#### ABOUT THIS EXERCISE:
Please return all lines of the data below containing the string "above".

Extracted data entries
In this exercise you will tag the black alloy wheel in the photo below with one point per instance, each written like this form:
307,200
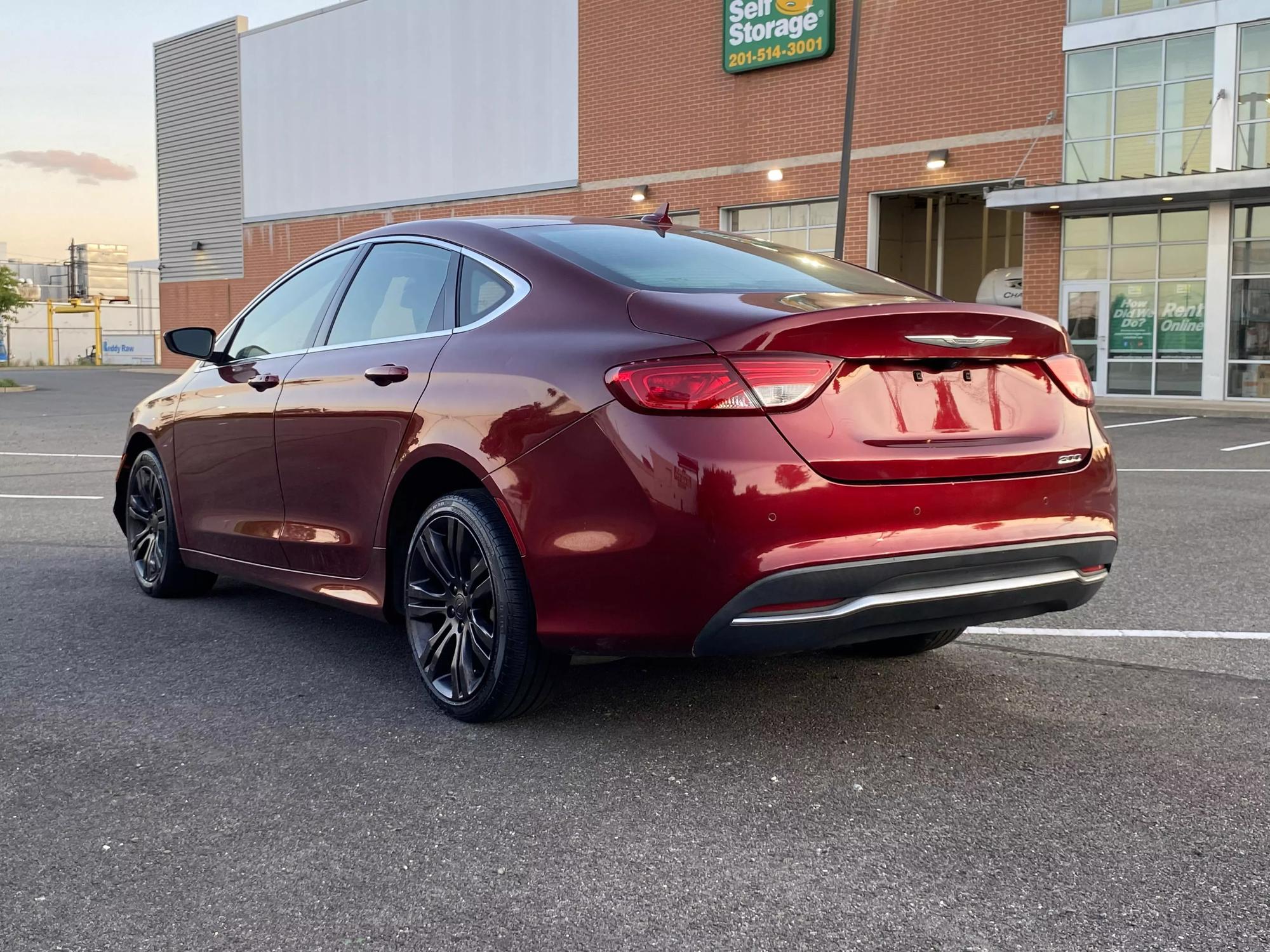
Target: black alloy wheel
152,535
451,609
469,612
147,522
...
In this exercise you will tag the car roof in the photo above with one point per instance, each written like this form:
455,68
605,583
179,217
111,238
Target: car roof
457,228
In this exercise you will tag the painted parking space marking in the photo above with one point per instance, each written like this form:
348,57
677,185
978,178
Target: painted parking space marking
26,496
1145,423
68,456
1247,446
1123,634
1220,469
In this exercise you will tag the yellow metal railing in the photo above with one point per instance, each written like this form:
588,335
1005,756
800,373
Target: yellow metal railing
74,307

#### THE ANSWER:
In this exercise you will tag the car roof in the photo above with one point per instance, each written like this form:
In this exercise you will tag the painted parking space marking in the photo above with one point per instance, each written like this form:
In this exercise you will tag the yellow metal railing in the photo above with one point per instance, each written like this form:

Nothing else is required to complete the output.